Work required =
Render each line of the rows below as a numbered list, omitting blank lines. Leave the pictures out of the list.

── Material provided ──

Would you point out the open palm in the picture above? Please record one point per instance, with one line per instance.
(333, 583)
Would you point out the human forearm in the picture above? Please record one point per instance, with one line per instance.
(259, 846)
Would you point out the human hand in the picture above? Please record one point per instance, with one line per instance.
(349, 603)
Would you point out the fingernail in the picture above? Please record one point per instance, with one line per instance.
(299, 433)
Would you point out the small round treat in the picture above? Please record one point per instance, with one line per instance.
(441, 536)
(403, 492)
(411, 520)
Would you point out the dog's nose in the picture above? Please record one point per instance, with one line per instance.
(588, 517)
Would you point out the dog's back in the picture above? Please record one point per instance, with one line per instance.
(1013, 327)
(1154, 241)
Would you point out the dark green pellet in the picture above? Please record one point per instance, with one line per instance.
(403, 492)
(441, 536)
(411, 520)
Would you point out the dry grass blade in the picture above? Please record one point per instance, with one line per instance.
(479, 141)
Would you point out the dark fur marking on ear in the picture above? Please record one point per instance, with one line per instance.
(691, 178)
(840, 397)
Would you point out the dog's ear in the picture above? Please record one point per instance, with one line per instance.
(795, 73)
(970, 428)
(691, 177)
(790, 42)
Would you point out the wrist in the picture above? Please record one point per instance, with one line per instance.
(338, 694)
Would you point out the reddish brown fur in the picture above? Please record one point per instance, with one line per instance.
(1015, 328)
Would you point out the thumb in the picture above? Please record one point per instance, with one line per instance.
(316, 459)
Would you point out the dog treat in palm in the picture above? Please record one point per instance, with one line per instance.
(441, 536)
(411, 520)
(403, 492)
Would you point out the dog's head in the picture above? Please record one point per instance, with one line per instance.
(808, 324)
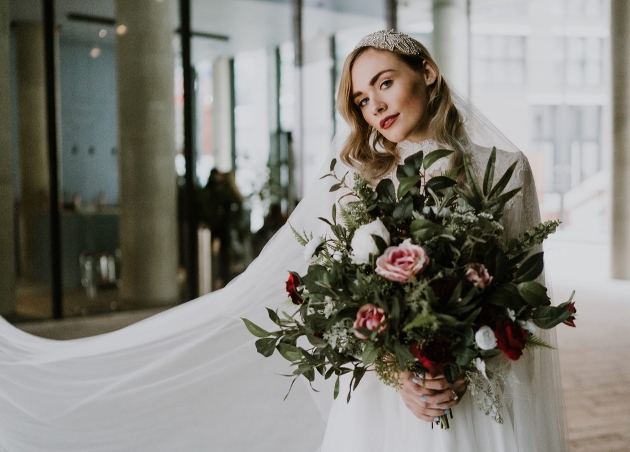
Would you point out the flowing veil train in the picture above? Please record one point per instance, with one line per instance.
(190, 379)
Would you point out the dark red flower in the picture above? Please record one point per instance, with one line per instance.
(571, 320)
(510, 338)
(292, 284)
(443, 288)
(434, 355)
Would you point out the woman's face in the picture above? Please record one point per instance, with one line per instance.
(392, 97)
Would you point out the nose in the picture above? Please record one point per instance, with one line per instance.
(379, 107)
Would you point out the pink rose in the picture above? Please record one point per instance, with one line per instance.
(369, 317)
(400, 263)
(478, 275)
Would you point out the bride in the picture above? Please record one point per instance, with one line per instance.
(189, 379)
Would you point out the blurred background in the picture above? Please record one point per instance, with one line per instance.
(150, 148)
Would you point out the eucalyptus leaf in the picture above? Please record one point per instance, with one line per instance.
(434, 156)
(535, 294)
(266, 346)
(255, 329)
(289, 352)
(531, 268)
(547, 317)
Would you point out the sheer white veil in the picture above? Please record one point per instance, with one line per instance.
(190, 378)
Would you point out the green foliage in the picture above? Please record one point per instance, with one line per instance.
(458, 227)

───

Solution =
1. Would you point out the open palm in the picture above? Please record one point per instance, with one line per instance.
2. (333, 583)
3. Would you point out the human forearm in the picture above? Please record one point per instance, with one line per instance.
4. (259, 846)
5. Would you point out the human hand in the picture above? Please record one point per instance, with one line per instance.
6. (349, 603)
7. Would you point out the fingernail in the picture above? Please record one point per instance, with one line per instance.
8. (299, 433)
9. Would you point out the small round treat in the picture above? Please record one point per instance, with one line per instance.
10. (441, 536)
11. (403, 492)
12. (411, 520)
13. Would you point out the dog's nose in the picture above? Please record one point per instance, with one line per instance.
14. (588, 517)
15. Would you point out the dog's back in the picture above? Please record one point per instance, with one line per instance.
16. (1013, 327)
17. (1154, 241)
18. Would you point out the dark green pellet in the picture above? Please record one point per instance, with one line per instance.
19. (403, 492)
20. (441, 536)
21. (411, 520)
22. Would you point out the dry grass blade in the picture above? Please record one point per instance, with one line per instance.
23. (479, 141)
24. Would you point out the dark fur marking on ear in the picture above? Please record one point per instance, with one line per instance.
25. (691, 178)
26. (840, 397)
27. Would you point out the dog's ear in the picture above? Please record one point per instance, with one line per instance.
28. (795, 73)
29. (970, 428)
30. (691, 177)
31. (790, 42)
32. Would you point out the wrist in the picture above? Please record one point per instance, with one line per instance.
33. (338, 694)
34. Would you point out the reddish brown fur in the picture above? Please record one point per instance, with one line per instance.
35. (1015, 328)
36. Would you point out the thumb in the picture above? Please record one point per instance, with one line per instance.
37. (316, 459)
38. Would you point out the dog treat in palm in the picture above? Please record one point per instance, with one line per instance.
39. (441, 536)
40. (411, 520)
41. (403, 492)
42. Would you point out the dog's head in the picture above? Please record one point per instance, with one line per instance.
43. (808, 324)
44. Would you point out the flowing veil train in the picture above? Please record one point per instance, with one line per instance.
45. (190, 379)
46. Would you point out the dark red flower in the picture above? Please record one point per instance, with one line per instance.
47. (571, 320)
48. (510, 338)
49. (292, 284)
50. (443, 288)
51. (434, 355)
52. Would you point out the woman's face in the picture above? Please record one point per instance, with one line per instance.
53. (392, 97)
54. Would you point out the nose in the picture above? Please record one point per instance, with one line per instance.
55. (379, 107)
56. Would you point out the pink rose in the picture above? Please record one point per instance, with one line per instance.
57. (369, 317)
58. (400, 263)
59. (478, 275)
60. Would you point out the bride in the picture above? Please record one point per instance, with one line per instance.
61. (189, 379)
62. Would you point out the blurred background in the picture above? Please record one point per instance, with one line per instance.
63. (150, 148)
64. Would you point out the eucalyptus leaf in the picture above? Please record one point per instance, with one line per instance.
65. (434, 156)
66. (535, 294)
67. (266, 346)
68. (255, 329)
69. (289, 352)
70. (531, 268)
71. (547, 317)
72. Would you point out the sheer white veil in the picture above? Please record one point per instance, with one line per instance.
73. (190, 378)
74. Would you point out the green foliage in the picture above? Please record one point per instance, with one line per instance.
75. (458, 227)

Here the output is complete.